• REQUIREMENT
Print, please, the line that contains "Where can you find the forked" and each line after it to the end of the entries, unchanged and with nothing else.

[start EXTRACTED INFORMATION]

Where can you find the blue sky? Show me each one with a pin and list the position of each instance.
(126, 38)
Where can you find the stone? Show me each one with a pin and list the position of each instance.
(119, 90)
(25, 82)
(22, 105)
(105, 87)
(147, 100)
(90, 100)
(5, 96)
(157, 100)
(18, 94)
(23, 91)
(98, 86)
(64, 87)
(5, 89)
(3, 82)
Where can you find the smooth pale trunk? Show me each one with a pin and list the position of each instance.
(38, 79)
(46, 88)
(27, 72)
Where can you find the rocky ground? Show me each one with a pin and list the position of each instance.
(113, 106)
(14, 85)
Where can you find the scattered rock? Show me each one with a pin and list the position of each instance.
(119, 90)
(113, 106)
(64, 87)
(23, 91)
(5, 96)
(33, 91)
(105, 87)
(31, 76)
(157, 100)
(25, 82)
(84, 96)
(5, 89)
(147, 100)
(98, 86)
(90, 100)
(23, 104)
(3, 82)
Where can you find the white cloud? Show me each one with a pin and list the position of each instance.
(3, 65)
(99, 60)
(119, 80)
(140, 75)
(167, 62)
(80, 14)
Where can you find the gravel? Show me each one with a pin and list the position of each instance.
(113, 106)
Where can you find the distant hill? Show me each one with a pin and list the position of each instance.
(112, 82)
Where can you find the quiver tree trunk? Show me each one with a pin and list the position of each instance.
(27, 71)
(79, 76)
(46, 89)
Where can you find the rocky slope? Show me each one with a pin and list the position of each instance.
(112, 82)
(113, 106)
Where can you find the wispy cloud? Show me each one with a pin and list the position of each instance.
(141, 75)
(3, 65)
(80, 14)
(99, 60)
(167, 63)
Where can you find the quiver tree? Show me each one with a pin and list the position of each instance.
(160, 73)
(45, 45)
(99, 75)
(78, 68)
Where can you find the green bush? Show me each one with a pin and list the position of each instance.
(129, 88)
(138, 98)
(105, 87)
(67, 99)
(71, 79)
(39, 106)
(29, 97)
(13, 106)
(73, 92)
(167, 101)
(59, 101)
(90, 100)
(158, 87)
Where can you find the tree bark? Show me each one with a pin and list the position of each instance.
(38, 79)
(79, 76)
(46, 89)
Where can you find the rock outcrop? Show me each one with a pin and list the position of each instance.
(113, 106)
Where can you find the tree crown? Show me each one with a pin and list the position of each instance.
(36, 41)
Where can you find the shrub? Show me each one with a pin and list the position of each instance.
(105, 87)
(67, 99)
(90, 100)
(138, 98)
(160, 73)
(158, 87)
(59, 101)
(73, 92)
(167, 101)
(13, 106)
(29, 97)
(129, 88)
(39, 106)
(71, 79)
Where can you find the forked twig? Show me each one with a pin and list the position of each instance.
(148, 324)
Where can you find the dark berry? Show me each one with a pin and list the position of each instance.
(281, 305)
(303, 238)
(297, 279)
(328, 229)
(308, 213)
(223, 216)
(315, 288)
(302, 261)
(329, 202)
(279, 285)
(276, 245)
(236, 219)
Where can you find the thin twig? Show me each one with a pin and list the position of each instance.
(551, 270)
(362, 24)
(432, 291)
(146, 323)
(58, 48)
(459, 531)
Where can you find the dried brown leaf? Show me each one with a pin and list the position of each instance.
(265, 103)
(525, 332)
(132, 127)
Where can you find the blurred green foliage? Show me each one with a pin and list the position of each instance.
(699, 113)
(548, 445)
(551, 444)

[end EXTRACTED INFORMATION]

• EXERCISE RESPONSE
Where can you find the forked twig? Show me each one with a pin and list the position of each instance.
(148, 324)
Where can you find the dark berry? Show me each one with a pin and list the position of each instance.
(281, 305)
(303, 238)
(297, 279)
(328, 229)
(308, 213)
(223, 216)
(315, 288)
(302, 261)
(329, 202)
(279, 285)
(276, 245)
(236, 219)
Where can you find the thin twig? Show me each one with a pin and list the position of each instance.
(551, 270)
(362, 24)
(432, 291)
(146, 323)
(58, 48)
(459, 531)
Where can you find the dried brown leaf? Show me each one with a pin and list the position of each instance.
(265, 103)
(525, 332)
(132, 127)
Where can you find the blurred green foliage? Show me each one with a pin and list the position of each instance.
(699, 113)
(548, 445)
(551, 444)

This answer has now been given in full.